◆ **Assignment**: Would you repeat the listing exactly, without any of its images?

◆ **Entries provided**:
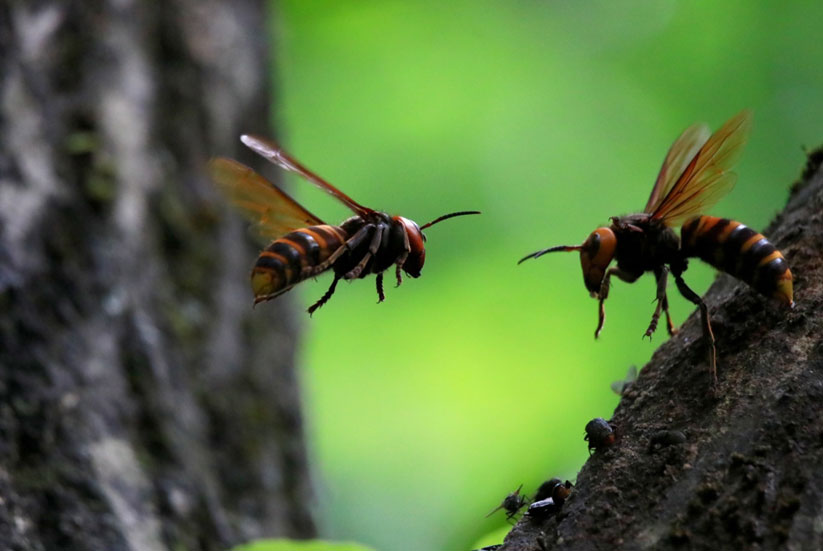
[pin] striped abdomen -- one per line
(740, 251)
(292, 258)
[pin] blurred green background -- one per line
(549, 116)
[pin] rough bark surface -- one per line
(750, 473)
(143, 404)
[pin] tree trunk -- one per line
(750, 473)
(143, 403)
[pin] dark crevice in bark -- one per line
(143, 403)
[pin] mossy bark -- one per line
(143, 403)
(750, 472)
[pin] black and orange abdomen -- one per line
(293, 258)
(740, 251)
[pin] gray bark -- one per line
(143, 403)
(750, 473)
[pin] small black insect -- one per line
(599, 434)
(511, 504)
(545, 490)
(561, 492)
(543, 509)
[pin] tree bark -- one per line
(143, 403)
(750, 473)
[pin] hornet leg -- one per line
(707, 326)
(604, 293)
(402, 258)
(380, 296)
(377, 238)
(325, 297)
(661, 274)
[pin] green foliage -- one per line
(300, 545)
(426, 410)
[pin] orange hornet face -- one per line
(596, 254)
(417, 253)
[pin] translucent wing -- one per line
(707, 177)
(275, 154)
(677, 159)
(272, 212)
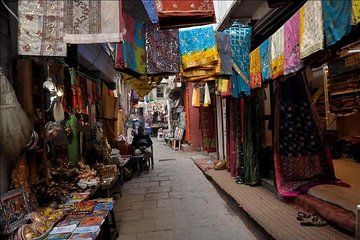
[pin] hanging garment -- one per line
(240, 37)
(311, 28)
(337, 18)
(179, 13)
(300, 155)
(41, 28)
(277, 53)
(224, 48)
(291, 42)
(255, 69)
(162, 50)
(265, 59)
(90, 21)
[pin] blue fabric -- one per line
(265, 60)
(240, 37)
(337, 17)
(151, 11)
(196, 40)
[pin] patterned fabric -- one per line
(337, 17)
(311, 28)
(265, 59)
(240, 37)
(301, 158)
(151, 11)
(223, 45)
(162, 50)
(255, 69)
(41, 28)
(292, 50)
(91, 21)
(277, 53)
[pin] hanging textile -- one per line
(41, 28)
(337, 18)
(253, 115)
(255, 69)
(265, 59)
(311, 28)
(179, 13)
(223, 45)
(240, 37)
(277, 53)
(291, 42)
(162, 50)
(89, 21)
(300, 155)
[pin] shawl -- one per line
(89, 21)
(311, 28)
(291, 42)
(337, 17)
(41, 28)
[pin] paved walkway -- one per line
(175, 201)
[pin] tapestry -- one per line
(162, 50)
(337, 18)
(311, 28)
(255, 69)
(277, 53)
(179, 13)
(301, 157)
(291, 42)
(41, 28)
(265, 59)
(224, 48)
(92, 21)
(240, 40)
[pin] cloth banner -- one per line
(255, 69)
(162, 50)
(240, 40)
(92, 21)
(337, 18)
(291, 42)
(41, 28)
(277, 53)
(311, 28)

◆ **Your response**:
[pin] striped abdomen -- one per line
(740, 251)
(292, 258)
[pin] blurred green background -- one per line
(549, 116)
[pin] rough bark surface -- one per line
(750, 473)
(143, 404)
[pin] tree trunk -- one per line
(750, 473)
(143, 403)
[pin] dark crevice in bark -- one per line
(143, 403)
[pin] mossy bark -- one per line
(143, 403)
(750, 472)
[pin] black and orange abdomen -- one per line
(293, 258)
(740, 251)
[pin] gray bark -- one per line
(143, 403)
(750, 473)
[pin] small black insect -- one per line
(599, 434)
(511, 504)
(545, 490)
(561, 492)
(543, 509)
[pin] tree bark -- one per line
(143, 403)
(750, 473)
[pin] hornet leg -- one per line
(707, 326)
(604, 293)
(402, 258)
(380, 296)
(377, 238)
(325, 297)
(661, 274)
[pin] green foliage -- one per line
(300, 545)
(426, 410)
[pin] orange hornet face -- one per line
(596, 254)
(417, 253)
[pin] translucent wing -- one per line
(707, 177)
(275, 154)
(677, 159)
(272, 212)
[pin] hanging garment -- one per line
(240, 37)
(311, 28)
(337, 18)
(179, 13)
(300, 155)
(41, 28)
(277, 53)
(224, 48)
(291, 42)
(255, 69)
(162, 50)
(265, 59)
(90, 21)
[pin] blue fabric -- one per line
(265, 60)
(240, 37)
(337, 17)
(151, 11)
(196, 40)
[pin] patterned fabric -- one per line
(337, 17)
(311, 28)
(265, 59)
(240, 37)
(301, 158)
(151, 11)
(223, 45)
(162, 50)
(255, 69)
(41, 28)
(292, 50)
(91, 21)
(277, 53)
[pin] hanging textile -- one per line
(41, 28)
(337, 18)
(253, 115)
(255, 69)
(265, 59)
(311, 28)
(179, 13)
(223, 45)
(240, 37)
(277, 53)
(291, 42)
(162, 50)
(89, 21)
(300, 155)
[pin] shawl -- one per line
(89, 21)
(311, 28)
(291, 42)
(337, 17)
(41, 28)
[pin] paved walkway -- one per line
(175, 201)
[pin] tapestry -- one per line
(162, 50)
(337, 18)
(311, 28)
(255, 69)
(277, 53)
(179, 13)
(301, 157)
(291, 42)
(41, 28)
(265, 59)
(224, 48)
(92, 21)
(240, 40)
[pin] cloth banner -- one per line
(255, 69)
(162, 50)
(240, 40)
(92, 21)
(337, 18)
(291, 42)
(41, 28)
(277, 53)
(311, 28)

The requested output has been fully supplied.